Whenever a line of the listing contains the string "instance", return that line.

----------------------------------------

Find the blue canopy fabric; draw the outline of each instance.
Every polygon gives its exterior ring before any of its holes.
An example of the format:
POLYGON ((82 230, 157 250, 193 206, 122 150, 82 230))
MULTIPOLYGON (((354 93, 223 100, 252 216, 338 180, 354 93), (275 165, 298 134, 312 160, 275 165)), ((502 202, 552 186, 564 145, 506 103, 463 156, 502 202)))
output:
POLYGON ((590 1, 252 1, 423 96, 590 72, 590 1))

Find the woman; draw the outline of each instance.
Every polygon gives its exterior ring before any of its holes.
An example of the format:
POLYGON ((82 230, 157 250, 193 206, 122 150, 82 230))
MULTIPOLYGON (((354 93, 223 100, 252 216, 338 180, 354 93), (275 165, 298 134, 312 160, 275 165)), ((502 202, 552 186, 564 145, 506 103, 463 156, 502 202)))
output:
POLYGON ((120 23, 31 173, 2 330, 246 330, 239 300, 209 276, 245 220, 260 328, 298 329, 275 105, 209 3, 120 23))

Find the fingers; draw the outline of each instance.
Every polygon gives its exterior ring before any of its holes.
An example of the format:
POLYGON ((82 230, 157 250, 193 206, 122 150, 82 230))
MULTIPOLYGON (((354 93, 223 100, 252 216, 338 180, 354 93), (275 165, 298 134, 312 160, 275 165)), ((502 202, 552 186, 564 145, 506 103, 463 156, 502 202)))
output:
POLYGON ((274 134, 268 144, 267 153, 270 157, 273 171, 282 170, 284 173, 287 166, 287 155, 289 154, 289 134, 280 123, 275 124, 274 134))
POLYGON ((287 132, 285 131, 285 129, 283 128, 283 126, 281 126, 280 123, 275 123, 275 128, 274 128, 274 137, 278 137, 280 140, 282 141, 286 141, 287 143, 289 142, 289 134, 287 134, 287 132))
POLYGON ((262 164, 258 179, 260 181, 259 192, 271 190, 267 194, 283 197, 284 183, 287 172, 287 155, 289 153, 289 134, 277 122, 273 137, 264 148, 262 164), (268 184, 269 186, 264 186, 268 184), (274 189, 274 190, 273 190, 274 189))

----------------------------------------

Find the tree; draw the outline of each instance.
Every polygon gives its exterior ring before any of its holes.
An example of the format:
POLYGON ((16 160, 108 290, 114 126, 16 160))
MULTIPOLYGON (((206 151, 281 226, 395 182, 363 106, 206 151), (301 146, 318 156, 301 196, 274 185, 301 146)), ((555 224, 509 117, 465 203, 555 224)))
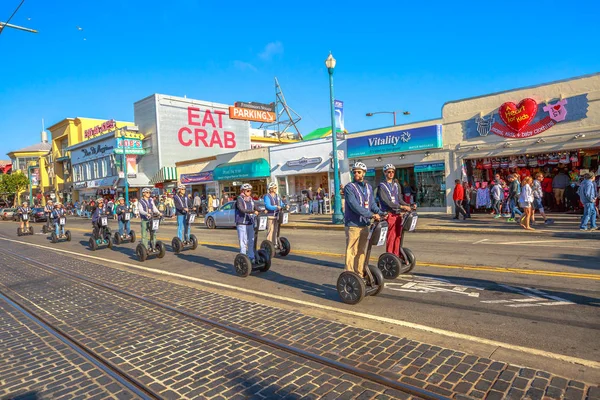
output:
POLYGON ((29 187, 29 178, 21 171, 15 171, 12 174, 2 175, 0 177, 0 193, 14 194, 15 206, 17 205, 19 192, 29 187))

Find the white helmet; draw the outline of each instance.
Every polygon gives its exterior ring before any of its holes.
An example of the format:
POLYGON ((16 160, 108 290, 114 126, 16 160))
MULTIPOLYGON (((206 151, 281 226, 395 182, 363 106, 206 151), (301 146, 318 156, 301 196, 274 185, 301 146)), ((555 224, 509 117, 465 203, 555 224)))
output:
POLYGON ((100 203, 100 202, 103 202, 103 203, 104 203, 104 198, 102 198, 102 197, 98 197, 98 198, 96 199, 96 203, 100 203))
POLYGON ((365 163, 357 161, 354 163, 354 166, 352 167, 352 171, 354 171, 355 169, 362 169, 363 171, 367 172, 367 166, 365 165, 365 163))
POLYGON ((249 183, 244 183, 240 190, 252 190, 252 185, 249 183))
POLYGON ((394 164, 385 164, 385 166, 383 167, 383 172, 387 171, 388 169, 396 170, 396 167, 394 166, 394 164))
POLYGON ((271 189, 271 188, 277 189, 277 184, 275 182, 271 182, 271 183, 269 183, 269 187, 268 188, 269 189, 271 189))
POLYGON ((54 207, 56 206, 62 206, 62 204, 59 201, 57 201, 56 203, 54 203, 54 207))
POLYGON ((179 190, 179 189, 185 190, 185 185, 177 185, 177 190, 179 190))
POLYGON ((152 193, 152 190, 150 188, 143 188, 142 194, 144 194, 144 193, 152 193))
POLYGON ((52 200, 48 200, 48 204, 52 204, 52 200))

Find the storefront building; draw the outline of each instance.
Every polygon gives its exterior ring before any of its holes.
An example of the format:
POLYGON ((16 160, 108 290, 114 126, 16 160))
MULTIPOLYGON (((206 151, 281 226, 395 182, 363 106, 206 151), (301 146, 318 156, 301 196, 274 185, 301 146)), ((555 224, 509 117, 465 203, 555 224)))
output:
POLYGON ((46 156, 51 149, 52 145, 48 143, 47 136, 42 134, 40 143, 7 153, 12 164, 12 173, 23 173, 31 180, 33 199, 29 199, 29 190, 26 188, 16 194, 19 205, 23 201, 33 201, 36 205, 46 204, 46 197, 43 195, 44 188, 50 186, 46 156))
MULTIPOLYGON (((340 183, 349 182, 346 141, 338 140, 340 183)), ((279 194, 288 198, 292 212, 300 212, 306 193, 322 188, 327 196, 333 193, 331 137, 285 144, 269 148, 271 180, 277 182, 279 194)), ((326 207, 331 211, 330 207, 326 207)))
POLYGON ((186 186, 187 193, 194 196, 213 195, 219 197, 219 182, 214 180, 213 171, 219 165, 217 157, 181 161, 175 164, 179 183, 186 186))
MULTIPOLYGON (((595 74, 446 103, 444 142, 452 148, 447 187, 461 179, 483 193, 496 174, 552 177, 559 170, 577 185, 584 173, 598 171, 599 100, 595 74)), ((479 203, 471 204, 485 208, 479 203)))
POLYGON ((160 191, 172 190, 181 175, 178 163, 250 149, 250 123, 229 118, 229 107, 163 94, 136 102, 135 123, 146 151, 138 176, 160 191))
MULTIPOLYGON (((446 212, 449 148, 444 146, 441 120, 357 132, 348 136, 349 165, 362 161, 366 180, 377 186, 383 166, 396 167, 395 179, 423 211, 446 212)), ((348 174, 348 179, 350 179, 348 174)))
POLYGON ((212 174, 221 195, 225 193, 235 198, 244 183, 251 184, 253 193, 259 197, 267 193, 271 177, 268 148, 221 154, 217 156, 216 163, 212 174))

----------------------------------------

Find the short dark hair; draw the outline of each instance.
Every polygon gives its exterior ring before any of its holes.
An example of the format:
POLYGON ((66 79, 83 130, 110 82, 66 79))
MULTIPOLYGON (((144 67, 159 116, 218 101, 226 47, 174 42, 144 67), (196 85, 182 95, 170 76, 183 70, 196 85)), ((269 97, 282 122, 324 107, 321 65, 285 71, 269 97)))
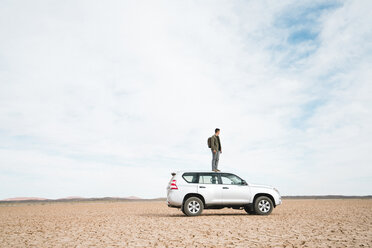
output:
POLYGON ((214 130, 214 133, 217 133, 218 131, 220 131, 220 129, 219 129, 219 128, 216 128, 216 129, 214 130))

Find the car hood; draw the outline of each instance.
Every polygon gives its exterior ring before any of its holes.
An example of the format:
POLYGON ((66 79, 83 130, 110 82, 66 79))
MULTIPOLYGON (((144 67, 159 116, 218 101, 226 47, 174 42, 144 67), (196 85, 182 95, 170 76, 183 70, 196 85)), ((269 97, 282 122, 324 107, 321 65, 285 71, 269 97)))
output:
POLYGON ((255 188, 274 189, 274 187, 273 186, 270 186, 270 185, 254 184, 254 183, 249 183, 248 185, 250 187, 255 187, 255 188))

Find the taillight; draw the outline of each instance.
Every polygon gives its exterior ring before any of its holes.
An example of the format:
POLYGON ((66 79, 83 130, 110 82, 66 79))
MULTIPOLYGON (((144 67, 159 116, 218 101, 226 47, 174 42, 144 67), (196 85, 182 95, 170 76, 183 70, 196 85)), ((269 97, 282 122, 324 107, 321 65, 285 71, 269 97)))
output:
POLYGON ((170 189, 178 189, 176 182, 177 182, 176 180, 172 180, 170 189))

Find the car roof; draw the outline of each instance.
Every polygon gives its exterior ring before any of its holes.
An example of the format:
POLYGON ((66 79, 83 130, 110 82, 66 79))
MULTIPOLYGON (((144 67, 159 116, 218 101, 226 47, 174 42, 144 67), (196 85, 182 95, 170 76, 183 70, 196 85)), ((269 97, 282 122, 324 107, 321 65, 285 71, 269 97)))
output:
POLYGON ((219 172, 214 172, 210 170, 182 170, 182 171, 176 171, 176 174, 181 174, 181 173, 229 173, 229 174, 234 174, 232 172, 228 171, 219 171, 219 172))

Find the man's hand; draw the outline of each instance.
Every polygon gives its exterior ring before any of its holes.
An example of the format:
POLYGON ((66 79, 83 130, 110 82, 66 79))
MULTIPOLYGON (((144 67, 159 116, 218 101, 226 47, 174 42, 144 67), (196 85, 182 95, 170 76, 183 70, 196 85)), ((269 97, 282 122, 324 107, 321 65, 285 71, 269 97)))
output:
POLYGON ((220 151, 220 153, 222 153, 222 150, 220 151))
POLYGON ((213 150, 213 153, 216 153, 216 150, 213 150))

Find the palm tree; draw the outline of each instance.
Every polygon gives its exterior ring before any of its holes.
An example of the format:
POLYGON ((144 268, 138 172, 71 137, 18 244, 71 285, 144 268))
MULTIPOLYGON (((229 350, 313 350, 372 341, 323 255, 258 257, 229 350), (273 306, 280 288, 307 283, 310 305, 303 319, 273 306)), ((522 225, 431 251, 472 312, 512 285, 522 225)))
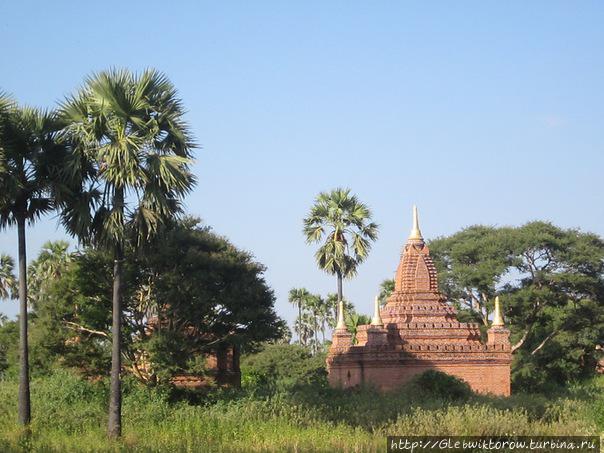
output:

----------------------------------------

■ Reply to the exercise:
Find the blue canopy fabric; draw the outline of each instance.
Find the woman; draw the outline of each instance.
Find the fingers; draw the outline of each instance.
Find the tree; draw the outline of each instance.
Find the white helmet; draw the outline of each instance.
Find the storefront building; draw the outline of each instance.
Find the short dark hair; draw the outline of each instance.
Find the car hood; draw the outline of each instance.
Find the taillight; draw the outline of each instance.
Find the car roof; draw the outline of each instance.
Find the man's hand; draw the outline of each instance.
Find the palm tree; draw the outline of each instance.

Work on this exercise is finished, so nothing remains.